Exercise prompt =>
Every entry here should be copied exactly.

• • • • • • •

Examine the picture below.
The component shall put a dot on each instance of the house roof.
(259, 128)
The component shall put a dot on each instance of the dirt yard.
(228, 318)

• • • • • • •

Answer to this exercise =>
Examine the picture below.
The component shall put a dot on each instance of the house roof.
(259, 128)
The component shall put a dot on each instance of the dirt yard.
(228, 318)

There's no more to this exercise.